▸ **YOUR TASK**
Reproduce each of the items below verbatim, with no changes.

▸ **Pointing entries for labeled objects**
-*-
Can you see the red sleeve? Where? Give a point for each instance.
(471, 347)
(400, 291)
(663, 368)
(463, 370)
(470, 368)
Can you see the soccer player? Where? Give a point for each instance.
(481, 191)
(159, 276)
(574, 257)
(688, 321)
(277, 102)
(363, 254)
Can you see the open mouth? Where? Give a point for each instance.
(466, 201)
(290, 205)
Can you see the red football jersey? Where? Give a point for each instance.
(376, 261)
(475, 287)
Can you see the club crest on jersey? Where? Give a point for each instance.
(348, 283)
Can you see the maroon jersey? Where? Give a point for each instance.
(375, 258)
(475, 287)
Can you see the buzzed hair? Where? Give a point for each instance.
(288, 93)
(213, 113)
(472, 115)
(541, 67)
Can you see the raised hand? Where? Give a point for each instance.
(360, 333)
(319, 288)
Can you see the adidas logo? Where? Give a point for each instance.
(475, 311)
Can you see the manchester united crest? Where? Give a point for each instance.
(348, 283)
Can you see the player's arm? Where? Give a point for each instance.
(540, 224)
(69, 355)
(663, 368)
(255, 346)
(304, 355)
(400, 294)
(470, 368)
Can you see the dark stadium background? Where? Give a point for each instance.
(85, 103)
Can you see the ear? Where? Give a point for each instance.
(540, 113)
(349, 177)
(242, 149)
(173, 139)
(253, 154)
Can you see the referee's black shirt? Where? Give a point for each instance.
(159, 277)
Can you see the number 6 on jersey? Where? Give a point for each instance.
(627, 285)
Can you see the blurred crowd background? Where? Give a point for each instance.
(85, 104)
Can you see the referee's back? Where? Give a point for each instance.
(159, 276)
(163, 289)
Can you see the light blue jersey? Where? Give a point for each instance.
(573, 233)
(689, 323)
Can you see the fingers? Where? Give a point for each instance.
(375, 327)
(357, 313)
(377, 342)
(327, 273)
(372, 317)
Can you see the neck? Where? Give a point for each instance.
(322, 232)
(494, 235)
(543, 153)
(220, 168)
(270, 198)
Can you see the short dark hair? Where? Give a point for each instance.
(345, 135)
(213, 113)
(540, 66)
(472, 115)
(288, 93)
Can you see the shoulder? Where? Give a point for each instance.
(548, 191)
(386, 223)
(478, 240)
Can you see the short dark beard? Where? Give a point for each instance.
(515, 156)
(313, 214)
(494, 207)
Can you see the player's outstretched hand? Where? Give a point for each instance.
-*-
▸ **RESULT FOR THIS TASK**
Can you see the red sleeve? Where? Give a point for each instance.
(471, 347)
(400, 291)
(663, 368)
(463, 370)
(470, 368)
Can you see the soccer player? Where? Give a point for each instance.
(481, 191)
(159, 276)
(574, 257)
(688, 321)
(277, 102)
(363, 254)
Can you see the open mouth? Where? Give a point for each instance.
(466, 201)
(290, 205)
Can you see the red football jersey? Where? Give a point for each instance.
(376, 261)
(475, 287)
Can you see the club crest on jersey? Where? Give a point for each instance.
(348, 283)
Can you see the maroon jersey? Where? Give a point for each instance.
(375, 258)
(475, 287)
Can you see the buzzed hair? Where? Give a point for each instance.
(288, 93)
(213, 113)
(472, 115)
(541, 67)
Can you see the raised hand? Where? Give a point for each instance.
(360, 333)
(319, 288)
Can you see the adidas logo? Where? Give a point for each instance.
(475, 311)
Can you see the manchester united crest? Where? Give a point for each instance.
(348, 283)
Can you see the player's arm? Where? Give a point for each instance.
(540, 224)
(69, 355)
(663, 368)
(255, 346)
(304, 355)
(400, 294)
(470, 368)
Can you see the dark stadium background? Where? Give a point for each instance.
(85, 103)
Can you see the ear? Where? Give a point for each instance.
(540, 113)
(349, 177)
(242, 149)
(173, 139)
(253, 154)
Can you see the referee's black shirt? Where? Give a point for each instance.
(159, 277)
Can you see the number 6 on jersey? Where? Give a point for each instance.
(627, 285)
Can you see the blurred crowd background? Where? Give a point for each instance.
(85, 104)
Can you see the referee's back? Where? Give a point for each instance.
(159, 276)
(163, 289)
Can you see the light blue jersey? Where? Give a point for each instance.
(573, 233)
(689, 323)
Can you see the fingers? Where? Give a point for each instance.
(375, 327)
(357, 313)
(377, 342)
(327, 273)
(372, 317)
Can you see the neck? Where? Give a point for each instance.
(322, 232)
(494, 235)
(543, 153)
(220, 168)
(270, 198)
Can you see the short dark hair? Where? Give a point for each instance.
(345, 135)
(213, 113)
(540, 66)
(472, 115)
(288, 93)
Can you see the shoulder? Where? Give a point for each instance.
(548, 191)
(386, 223)
(478, 240)
Can you see the short dark beard? Where? Give a point for each instance.
(515, 156)
(313, 214)
(494, 207)
Can you see the player's outstretched hand? Where? Give a point for each instance.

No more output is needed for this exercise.